**MATERIAL SUPPLIED:**
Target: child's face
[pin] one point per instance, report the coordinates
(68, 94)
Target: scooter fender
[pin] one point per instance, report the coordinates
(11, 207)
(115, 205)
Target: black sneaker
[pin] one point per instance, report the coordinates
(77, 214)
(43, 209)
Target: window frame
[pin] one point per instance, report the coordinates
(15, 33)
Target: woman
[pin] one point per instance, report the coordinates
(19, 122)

**ABOUT THIS EXERCISE:** Return a word-for-word copy of the lines from the beginning of the listing to the line holding "Target: window frame", both kept.

**RESULT OF THIS TASK:**
Target: child's face
[pin] one point per instance, report the coordinates
(68, 94)
Target: scooter fender
[pin] one point per instance, report the coordinates
(11, 207)
(115, 205)
Target: black sneaker
[pin] one point per instance, report the coordinates
(77, 214)
(43, 209)
Target: window frame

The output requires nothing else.